**TASK DIRECTIONS**
Copy out every line of the material below word for word, leaving out the pictures.

-------- INPUT

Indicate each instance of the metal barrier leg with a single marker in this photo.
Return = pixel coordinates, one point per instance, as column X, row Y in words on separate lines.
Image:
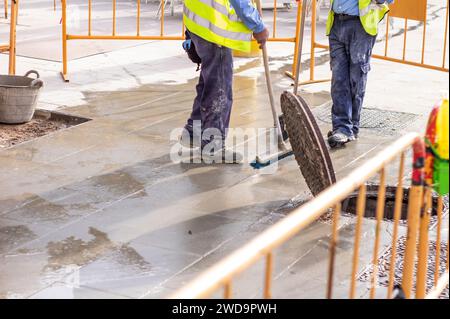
column 64, row 40
column 414, row 210
column 422, row 267
column 12, row 37
column 361, row 207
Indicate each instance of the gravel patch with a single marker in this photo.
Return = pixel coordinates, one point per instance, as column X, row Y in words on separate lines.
column 384, row 266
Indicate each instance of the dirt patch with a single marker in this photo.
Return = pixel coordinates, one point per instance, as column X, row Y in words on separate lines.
column 43, row 123
column 11, row 135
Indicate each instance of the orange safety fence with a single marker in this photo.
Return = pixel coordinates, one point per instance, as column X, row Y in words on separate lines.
column 406, row 10
column 161, row 34
column 414, row 283
column 11, row 46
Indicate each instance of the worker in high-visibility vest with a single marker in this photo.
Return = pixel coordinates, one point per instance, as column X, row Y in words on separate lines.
column 214, row 29
column 352, row 28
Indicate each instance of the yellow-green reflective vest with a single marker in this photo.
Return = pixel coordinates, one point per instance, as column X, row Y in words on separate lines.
column 370, row 14
column 216, row 21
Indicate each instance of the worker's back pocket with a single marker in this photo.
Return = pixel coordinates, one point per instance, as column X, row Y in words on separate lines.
column 365, row 68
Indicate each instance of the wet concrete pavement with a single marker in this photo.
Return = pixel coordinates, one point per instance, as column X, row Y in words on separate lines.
column 99, row 210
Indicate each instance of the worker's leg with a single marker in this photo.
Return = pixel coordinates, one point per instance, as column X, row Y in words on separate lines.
column 217, row 97
column 360, row 52
column 340, row 81
column 196, row 113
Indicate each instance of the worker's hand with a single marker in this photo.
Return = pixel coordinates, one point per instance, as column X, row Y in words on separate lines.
column 262, row 37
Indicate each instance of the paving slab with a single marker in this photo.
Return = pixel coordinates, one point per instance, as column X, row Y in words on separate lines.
column 101, row 211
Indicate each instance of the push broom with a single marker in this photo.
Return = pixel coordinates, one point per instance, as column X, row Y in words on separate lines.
column 283, row 150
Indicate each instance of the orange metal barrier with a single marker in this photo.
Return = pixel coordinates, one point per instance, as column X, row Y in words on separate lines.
column 419, row 208
column 11, row 46
column 402, row 9
column 138, row 35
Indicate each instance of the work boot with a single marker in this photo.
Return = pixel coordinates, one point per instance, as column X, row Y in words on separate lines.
column 223, row 156
column 338, row 139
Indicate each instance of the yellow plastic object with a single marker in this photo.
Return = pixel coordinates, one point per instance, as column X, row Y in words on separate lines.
column 254, row 53
column 441, row 162
column 442, row 131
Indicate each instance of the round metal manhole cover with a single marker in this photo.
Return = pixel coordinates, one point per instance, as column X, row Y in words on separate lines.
column 307, row 143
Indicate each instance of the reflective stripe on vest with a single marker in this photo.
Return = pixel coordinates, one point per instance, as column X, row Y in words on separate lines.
column 370, row 15
column 215, row 21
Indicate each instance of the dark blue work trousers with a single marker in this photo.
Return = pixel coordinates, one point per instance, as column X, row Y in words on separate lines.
column 350, row 51
column 214, row 100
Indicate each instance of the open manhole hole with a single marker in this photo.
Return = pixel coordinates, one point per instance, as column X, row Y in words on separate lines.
column 43, row 123
column 349, row 205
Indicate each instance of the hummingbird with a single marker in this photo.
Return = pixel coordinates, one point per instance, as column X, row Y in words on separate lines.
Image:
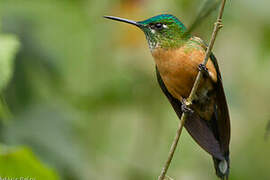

----------------

**EXERCISE ANSWER**
Indicate each instance of the metal barrier leg with a single marker in this photo.
Return = pixel coordinates, one point per instance, as column X, row Y in words on separate lines.
Image:
column 64, row 40
column 414, row 210
column 422, row 267
column 12, row 37
column 361, row 207
Indicate each instance of the gravel patch with a single marker in this photo.
Return = pixel coordinates, one point per instance, as column X, row Y in words on separate lines.
column 384, row 266
Indicate each instance of the dirt patch with a single marker in this photo.
Return = pixel coordinates, one point per instance, as column X, row Y in words on separate lines.
column 43, row 123
column 11, row 135
Indicate each instance of the orange safety fence with a single marker in this photo.
Return = pixel coordinates, one point per instance, as column X, row Y in words on separate lines.
column 406, row 10
column 161, row 34
column 414, row 283
column 11, row 46
Indicate each instance of the worker in high-visibility vest with a single marker in this photo.
Return = pixel coordinates, one point per instance, as column X, row Y in words on separate lines.
column 214, row 29
column 352, row 28
Indicate each instance of the yellow-green reflective vest with a single marker in this photo.
Return = pixel coordinates, one point per instance, as column X, row Y in words on separate lines.
column 370, row 14
column 216, row 21
Indicate each instance of the worker's back pocket with a single marker in this photo.
Return = pixel coordinates, one point per instance, as column X, row Y in words on separate lines.
column 365, row 68
Indicate each instance of the wet concrete pavement with a single marker in this photo.
Return = pixel coordinates, one point per instance, as column X, row Y in words on separate lines.
column 99, row 210
Indicate each instance of the worker's leg with a single marker in this photo.
Return = pixel coordinates, one point per instance, as column X, row Y in words on separate lines.
column 217, row 97
column 360, row 52
column 340, row 81
column 196, row 113
Indicate each instance of the worker's hand with a single marker in this photo.
Return = pixel coordinates, one point per instance, as column X, row Y in words on separate lines.
column 262, row 37
Indicate each instance of the paving slab with a single marker in this photo.
Return = pixel coordinates, one point per instance, as column X, row Y in words on separate lines.
column 101, row 211
Indicate each instance of the push broom with a single marker in this photo.
Return = pixel coordinates, one point per instance, as column X, row Y in words on separate lines.
column 283, row 150
Indicate each instance of the orange metal barrier with a single marker in this photo.
Return = pixel coordinates, one point per instance, as column X, row Y in words on separate lines.
column 419, row 208
column 11, row 46
column 402, row 9
column 138, row 35
Indicate each instance of the work boot with a single marker in this photo.
Return = pixel coordinates, one point per instance, as column X, row Y in words on separate lines.
column 223, row 156
column 338, row 139
Indicate each instance of the yellow plastic object with a single marker in this photo.
Return = pixel coordinates, one point per instance, as column X, row Y in words on separate lines.
column 254, row 53
column 441, row 162
column 442, row 131
Indicate each instance of the round metal manhole cover with a single marker in this photo.
Return = pixel coordinates, one point per instance, as column X, row Y in words on separate lines.
column 307, row 143
Indicate each instance of the reflective stripe on vest with a single marker in this photo.
Return = pixel coordinates, one point per instance, as column X, row Y in words on separate lines.
column 370, row 15
column 215, row 21
Indicate each instance of the dark blue work trousers with a single marker in this photo.
Return = pixel coordinates, one point per instance, as column X, row Y in words on separate lines.
column 350, row 51
column 214, row 100
Indicate each instance of the open manhole hole with a single marker in this photo.
Return = pixel coordinates, one point per instance, as column X, row Y in words on separate lines.
column 43, row 123
column 349, row 205
Indicate each instance of the hummingbird with a single marker in this photo.
Return = pixel coordinates, one point per instance, as column X, row Y in words on separate lines.
Image:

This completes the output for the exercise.